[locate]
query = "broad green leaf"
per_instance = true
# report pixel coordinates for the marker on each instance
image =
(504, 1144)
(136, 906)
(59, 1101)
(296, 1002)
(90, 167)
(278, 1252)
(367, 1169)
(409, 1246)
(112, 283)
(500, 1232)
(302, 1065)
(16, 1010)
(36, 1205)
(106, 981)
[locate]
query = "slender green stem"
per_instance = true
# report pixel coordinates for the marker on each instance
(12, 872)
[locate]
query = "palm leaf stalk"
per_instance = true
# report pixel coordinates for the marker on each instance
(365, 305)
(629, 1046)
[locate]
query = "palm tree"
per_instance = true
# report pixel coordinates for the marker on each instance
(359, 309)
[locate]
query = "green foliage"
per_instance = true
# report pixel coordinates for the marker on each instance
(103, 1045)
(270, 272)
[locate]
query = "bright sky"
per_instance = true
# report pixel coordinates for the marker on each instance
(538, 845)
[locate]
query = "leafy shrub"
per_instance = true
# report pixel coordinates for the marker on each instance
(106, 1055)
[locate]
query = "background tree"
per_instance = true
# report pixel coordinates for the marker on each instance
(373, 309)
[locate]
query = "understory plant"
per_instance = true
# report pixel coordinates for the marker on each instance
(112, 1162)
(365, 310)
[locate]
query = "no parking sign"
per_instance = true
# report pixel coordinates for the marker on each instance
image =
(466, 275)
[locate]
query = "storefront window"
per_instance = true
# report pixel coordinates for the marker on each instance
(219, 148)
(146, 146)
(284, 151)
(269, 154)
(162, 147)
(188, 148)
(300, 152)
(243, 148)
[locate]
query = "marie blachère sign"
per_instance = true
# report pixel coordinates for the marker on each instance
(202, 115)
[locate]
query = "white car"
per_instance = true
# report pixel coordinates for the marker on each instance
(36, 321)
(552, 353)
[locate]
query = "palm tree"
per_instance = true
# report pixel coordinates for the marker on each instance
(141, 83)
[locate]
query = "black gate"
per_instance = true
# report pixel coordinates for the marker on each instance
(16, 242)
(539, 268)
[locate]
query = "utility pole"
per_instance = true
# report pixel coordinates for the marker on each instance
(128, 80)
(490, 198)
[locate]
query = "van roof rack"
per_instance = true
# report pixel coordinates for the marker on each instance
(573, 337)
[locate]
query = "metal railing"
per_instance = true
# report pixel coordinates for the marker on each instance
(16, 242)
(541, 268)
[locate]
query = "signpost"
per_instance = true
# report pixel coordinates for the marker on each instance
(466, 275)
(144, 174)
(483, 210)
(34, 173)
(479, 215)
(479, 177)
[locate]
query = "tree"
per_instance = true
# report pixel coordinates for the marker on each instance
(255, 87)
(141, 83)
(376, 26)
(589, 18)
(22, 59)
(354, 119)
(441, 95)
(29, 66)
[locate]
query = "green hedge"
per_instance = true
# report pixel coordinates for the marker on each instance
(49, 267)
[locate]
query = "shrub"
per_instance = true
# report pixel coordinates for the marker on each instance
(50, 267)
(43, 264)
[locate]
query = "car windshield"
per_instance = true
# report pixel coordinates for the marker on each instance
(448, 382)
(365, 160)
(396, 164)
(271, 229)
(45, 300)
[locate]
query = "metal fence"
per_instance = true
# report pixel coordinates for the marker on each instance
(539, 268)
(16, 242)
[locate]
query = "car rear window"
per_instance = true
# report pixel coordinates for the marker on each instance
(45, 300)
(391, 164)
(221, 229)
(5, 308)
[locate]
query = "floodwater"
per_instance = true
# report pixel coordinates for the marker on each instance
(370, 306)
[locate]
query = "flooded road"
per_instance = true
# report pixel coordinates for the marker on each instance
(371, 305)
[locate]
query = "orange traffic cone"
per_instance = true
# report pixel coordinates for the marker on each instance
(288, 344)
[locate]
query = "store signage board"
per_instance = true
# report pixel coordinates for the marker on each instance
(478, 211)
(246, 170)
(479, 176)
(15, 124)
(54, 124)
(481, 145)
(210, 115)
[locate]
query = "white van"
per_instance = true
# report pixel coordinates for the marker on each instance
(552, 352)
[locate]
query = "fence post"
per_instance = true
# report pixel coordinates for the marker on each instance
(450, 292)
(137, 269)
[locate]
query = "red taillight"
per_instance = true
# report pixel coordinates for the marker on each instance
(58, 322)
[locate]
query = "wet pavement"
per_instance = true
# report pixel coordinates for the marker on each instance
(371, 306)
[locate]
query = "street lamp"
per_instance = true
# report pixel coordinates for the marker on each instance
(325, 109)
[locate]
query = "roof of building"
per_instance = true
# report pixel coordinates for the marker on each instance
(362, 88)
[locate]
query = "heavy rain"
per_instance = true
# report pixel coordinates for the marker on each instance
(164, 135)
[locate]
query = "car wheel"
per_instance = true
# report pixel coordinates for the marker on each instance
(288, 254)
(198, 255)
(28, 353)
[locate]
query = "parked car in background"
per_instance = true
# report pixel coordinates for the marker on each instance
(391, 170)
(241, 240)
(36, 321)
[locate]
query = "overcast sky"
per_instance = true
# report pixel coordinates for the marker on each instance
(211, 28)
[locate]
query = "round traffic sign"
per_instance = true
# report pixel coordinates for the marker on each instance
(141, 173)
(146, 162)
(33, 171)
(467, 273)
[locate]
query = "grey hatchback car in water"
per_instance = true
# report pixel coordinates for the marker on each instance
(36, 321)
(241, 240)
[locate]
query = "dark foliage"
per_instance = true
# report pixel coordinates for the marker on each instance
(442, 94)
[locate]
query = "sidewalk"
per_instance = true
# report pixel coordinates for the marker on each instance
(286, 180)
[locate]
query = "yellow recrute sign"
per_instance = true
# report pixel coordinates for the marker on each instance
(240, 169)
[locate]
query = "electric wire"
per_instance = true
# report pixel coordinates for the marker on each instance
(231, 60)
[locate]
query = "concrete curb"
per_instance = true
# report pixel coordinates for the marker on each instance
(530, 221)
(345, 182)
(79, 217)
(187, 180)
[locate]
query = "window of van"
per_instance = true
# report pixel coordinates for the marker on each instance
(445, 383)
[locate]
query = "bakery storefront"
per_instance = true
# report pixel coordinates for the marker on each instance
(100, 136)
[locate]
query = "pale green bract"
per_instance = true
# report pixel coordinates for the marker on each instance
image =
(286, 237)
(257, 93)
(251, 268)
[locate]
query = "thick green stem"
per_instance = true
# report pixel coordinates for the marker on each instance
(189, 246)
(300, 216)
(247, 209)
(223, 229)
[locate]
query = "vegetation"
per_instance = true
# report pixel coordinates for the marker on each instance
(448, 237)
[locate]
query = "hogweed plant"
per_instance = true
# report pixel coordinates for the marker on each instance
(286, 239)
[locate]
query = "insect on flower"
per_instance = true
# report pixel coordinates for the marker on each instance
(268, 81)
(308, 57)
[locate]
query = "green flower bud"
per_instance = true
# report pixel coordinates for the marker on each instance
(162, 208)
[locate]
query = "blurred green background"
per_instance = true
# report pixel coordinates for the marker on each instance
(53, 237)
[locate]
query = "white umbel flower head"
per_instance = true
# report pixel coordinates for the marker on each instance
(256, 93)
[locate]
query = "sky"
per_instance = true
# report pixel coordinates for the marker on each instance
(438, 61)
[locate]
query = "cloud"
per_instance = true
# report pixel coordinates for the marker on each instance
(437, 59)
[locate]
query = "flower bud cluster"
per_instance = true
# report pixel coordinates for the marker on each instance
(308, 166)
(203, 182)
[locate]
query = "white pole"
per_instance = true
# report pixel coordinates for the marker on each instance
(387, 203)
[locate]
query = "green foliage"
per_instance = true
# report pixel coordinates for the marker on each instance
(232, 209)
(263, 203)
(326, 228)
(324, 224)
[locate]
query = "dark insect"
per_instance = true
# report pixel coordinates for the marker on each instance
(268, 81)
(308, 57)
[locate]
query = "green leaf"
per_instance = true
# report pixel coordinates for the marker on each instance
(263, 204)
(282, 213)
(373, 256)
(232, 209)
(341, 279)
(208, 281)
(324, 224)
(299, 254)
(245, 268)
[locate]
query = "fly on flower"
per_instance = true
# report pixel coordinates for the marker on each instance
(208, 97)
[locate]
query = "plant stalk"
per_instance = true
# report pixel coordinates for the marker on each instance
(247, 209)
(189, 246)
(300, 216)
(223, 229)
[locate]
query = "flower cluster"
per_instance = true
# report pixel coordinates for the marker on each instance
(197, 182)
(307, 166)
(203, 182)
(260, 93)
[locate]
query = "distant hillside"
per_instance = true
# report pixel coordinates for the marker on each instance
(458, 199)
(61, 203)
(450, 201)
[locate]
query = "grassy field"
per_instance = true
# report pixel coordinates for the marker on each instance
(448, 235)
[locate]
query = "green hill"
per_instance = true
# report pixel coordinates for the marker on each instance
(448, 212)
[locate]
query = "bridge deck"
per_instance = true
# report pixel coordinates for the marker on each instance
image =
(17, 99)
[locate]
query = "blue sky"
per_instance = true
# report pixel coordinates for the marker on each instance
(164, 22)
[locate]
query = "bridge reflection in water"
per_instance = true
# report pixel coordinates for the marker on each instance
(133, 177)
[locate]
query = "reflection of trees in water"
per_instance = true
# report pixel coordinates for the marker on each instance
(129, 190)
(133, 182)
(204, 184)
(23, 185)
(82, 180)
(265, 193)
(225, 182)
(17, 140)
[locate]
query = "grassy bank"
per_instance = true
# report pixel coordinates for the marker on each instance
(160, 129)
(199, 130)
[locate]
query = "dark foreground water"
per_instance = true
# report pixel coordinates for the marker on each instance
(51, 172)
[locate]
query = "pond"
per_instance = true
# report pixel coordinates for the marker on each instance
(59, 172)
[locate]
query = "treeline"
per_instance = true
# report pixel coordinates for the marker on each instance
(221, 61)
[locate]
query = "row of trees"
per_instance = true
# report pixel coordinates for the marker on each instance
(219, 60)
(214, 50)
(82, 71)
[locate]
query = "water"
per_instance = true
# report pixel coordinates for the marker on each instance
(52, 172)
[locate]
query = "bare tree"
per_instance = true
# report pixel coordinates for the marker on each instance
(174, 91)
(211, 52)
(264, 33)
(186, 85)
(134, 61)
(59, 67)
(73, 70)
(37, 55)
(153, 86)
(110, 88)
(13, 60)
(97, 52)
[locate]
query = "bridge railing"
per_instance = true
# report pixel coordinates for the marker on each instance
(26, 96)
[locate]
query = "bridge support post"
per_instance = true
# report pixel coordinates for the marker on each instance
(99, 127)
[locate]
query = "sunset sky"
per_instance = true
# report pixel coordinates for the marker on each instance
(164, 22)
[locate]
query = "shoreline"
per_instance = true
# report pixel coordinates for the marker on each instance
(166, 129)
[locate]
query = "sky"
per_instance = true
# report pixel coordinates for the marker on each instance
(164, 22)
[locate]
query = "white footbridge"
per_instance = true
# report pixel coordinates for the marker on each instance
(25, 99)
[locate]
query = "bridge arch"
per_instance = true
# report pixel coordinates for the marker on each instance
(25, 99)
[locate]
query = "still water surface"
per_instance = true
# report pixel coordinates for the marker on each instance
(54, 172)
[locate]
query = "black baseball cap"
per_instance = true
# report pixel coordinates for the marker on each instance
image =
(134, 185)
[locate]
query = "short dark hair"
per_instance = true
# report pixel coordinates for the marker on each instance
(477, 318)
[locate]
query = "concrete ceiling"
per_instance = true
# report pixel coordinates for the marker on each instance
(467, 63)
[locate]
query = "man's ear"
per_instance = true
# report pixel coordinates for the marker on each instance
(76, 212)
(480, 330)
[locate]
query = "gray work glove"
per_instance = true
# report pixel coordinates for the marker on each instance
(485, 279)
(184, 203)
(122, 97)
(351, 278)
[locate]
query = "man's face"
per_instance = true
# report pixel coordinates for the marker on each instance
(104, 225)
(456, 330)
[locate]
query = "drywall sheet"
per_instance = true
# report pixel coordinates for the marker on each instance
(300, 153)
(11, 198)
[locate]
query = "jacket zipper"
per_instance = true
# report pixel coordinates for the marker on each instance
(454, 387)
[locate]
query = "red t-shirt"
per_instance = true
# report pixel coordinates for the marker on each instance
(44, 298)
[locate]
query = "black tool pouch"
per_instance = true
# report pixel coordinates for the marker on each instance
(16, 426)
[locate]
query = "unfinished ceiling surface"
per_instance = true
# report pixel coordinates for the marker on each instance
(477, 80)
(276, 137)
※ ※ ※
▸ **Written request**: Please pull out every line of the records that contains the word "concrete".

▸ **Finished answer**:
query = "concrete curb"
query = "concrete ceiling"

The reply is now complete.